Provided entries

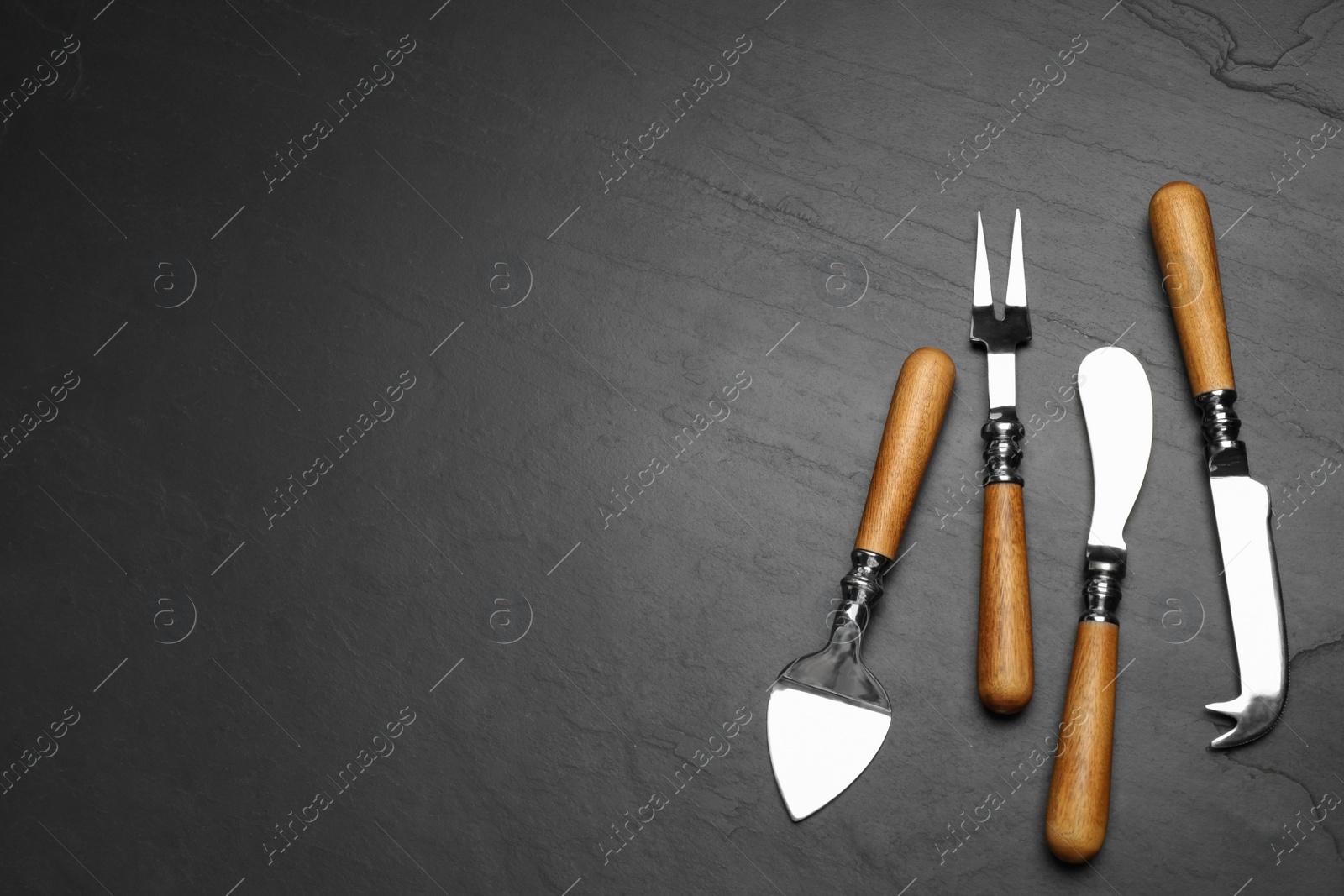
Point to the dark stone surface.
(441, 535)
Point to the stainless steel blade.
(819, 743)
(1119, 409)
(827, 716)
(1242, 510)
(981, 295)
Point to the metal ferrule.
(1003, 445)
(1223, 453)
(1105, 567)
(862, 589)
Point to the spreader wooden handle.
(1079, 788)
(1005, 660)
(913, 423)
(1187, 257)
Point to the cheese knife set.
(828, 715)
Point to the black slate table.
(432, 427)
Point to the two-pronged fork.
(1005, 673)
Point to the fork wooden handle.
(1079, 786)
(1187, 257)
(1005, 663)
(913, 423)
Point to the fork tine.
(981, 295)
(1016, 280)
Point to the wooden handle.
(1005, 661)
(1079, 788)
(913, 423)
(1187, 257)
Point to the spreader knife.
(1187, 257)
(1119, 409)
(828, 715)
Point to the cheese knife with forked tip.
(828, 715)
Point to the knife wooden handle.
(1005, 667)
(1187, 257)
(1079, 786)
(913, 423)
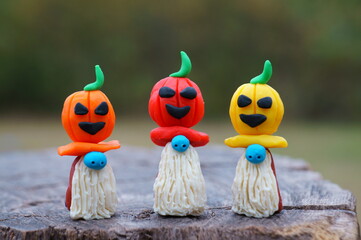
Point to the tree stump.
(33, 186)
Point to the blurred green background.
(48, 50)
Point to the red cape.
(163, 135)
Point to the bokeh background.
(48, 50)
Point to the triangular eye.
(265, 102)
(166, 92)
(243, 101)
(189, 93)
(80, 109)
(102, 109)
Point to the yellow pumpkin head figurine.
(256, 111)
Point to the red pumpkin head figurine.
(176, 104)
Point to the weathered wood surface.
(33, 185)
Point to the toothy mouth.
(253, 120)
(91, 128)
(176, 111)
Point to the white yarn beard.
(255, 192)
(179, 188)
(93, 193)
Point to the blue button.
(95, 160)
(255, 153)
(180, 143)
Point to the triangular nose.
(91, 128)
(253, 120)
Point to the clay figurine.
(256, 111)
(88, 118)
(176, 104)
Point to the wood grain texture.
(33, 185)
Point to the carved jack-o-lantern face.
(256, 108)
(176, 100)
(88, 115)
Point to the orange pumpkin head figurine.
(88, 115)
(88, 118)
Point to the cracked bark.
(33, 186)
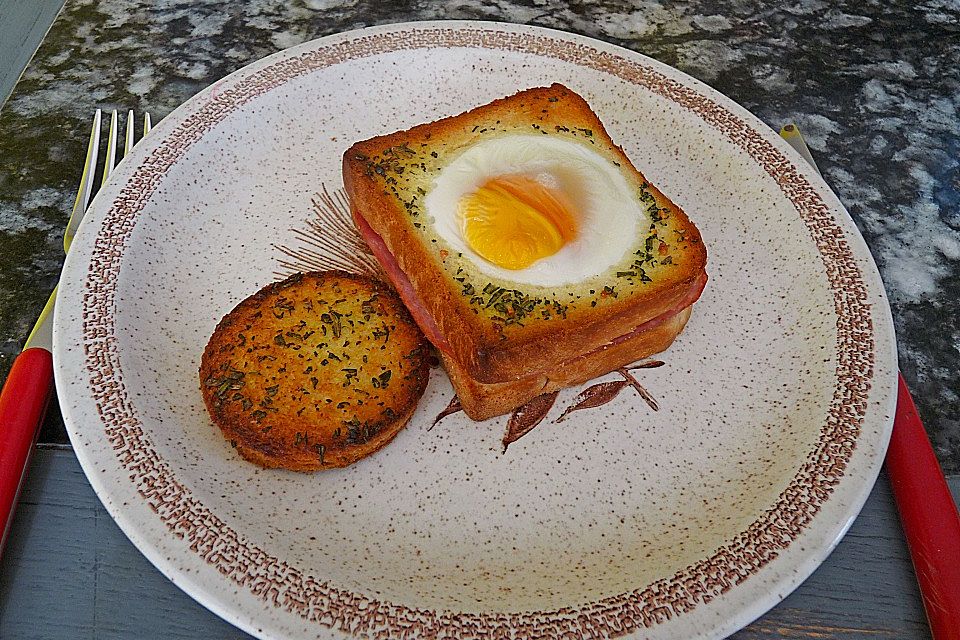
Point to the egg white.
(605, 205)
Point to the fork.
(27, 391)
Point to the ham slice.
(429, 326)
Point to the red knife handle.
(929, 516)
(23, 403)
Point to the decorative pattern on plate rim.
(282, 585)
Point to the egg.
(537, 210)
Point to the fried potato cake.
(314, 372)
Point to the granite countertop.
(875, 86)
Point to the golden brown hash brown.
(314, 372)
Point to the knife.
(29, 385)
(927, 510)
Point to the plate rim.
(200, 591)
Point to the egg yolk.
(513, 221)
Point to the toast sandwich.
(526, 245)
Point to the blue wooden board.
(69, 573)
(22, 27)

...

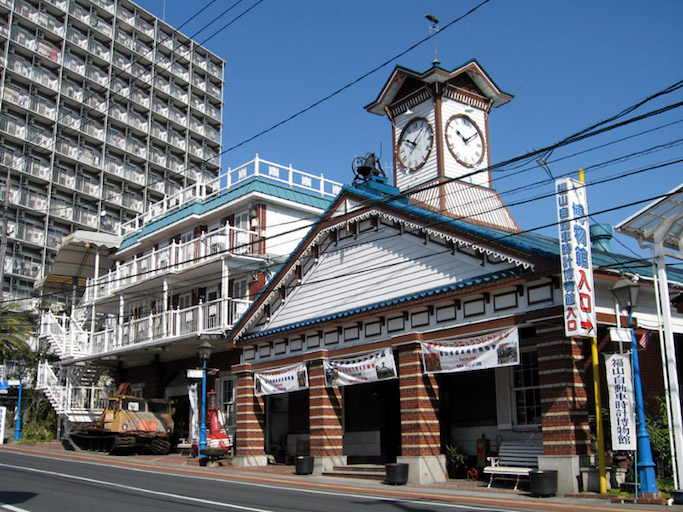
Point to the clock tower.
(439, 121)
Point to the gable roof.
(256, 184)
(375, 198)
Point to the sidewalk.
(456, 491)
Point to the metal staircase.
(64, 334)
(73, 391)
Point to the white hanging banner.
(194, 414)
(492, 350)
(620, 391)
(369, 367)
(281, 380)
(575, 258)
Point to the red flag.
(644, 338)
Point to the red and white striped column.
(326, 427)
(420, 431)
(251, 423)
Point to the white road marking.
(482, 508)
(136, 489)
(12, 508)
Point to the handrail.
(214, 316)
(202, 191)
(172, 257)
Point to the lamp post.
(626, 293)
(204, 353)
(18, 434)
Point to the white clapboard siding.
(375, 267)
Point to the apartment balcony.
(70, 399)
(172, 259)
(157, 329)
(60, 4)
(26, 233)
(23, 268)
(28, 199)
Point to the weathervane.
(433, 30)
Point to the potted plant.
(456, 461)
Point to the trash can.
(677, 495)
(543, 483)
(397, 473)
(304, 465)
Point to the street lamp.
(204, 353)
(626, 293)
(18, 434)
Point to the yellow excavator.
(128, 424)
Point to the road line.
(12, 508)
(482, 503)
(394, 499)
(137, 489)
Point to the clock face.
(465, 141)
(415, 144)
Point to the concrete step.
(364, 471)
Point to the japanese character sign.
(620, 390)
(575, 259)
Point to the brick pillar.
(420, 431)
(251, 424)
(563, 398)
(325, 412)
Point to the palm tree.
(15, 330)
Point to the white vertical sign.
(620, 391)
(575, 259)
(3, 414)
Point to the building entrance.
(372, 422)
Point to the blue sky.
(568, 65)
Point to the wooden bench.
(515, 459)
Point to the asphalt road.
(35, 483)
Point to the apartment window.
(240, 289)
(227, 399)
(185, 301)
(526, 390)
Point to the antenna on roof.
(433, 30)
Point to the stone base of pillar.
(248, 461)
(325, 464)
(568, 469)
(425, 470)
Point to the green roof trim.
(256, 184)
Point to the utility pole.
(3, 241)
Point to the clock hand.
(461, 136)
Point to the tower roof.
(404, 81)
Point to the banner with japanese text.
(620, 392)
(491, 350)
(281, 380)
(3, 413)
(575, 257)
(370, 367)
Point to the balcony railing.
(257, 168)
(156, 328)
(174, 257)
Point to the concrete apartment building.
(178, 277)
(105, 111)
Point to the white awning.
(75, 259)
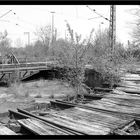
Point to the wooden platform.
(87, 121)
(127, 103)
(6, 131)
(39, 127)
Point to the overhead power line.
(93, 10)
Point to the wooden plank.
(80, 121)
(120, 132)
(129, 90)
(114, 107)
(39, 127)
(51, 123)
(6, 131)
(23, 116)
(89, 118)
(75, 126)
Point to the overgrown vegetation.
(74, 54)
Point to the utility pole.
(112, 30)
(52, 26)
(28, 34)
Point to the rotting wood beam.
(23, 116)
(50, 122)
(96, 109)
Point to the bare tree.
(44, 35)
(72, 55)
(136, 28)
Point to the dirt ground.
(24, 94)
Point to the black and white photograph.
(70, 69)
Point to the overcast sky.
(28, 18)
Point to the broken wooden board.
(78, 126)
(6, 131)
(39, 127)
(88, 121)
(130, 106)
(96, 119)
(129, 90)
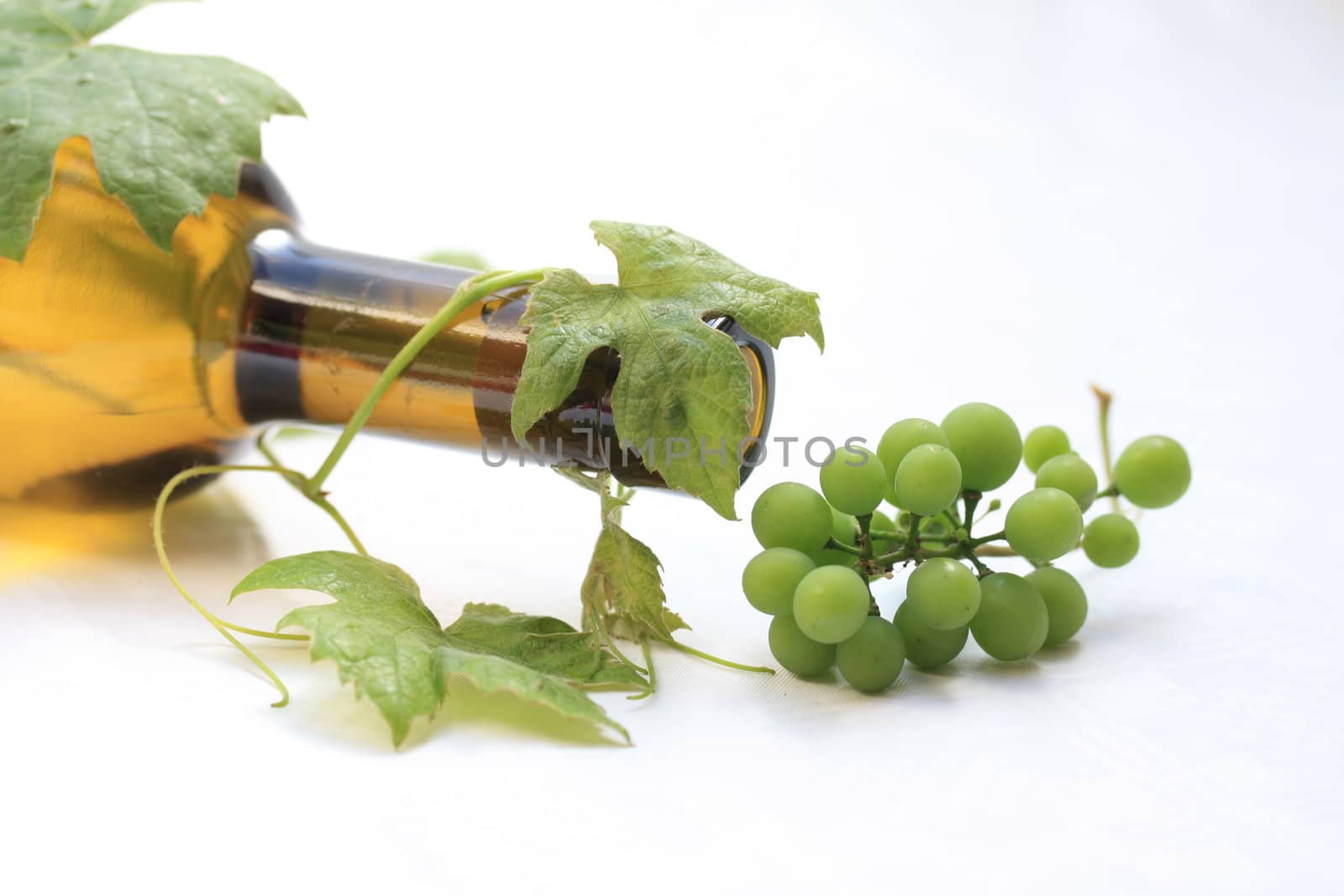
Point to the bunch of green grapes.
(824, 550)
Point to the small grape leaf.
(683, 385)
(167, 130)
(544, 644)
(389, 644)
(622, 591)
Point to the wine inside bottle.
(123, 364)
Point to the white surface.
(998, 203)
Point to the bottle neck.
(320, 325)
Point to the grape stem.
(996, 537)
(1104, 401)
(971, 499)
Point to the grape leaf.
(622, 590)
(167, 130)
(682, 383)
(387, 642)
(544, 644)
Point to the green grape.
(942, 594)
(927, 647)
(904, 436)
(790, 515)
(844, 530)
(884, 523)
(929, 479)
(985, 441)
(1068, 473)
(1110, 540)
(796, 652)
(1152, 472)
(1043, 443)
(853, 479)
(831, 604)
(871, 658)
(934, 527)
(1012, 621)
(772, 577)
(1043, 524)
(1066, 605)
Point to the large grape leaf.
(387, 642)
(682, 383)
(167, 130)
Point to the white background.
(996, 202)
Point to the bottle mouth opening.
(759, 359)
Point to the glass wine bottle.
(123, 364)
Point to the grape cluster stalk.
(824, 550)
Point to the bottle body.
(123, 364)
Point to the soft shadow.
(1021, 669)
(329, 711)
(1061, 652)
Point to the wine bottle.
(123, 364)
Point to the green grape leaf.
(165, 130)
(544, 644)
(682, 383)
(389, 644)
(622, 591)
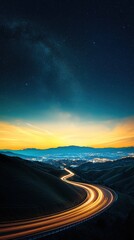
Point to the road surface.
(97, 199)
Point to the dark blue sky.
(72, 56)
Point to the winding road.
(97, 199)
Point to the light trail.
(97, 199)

Written exercise
Edit the part of the listing that opens with the line containing "Point to the dark stone surface." and closes with the line containing "(1005, 673)": write those lines out again with "stainless steel" replaced by "polished steel" and everything else left the same.

Task solution
Point to the dark stone surface.
(441, 535)
Point to the polished steel blade.
(819, 743)
(1119, 409)
(827, 716)
(1242, 510)
(981, 295)
Point to the metal ferrule.
(1003, 445)
(1223, 453)
(1105, 567)
(862, 589)
Point to the spreader wooden handle.
(1079, 788)
(1005, 660)
(913, 423)
(1187, 257)
Point to the cheese knife set.
(828, 715)
Point to the black slate table.
(432, 427)
Point to the two-pronged fork.
(1005, 673)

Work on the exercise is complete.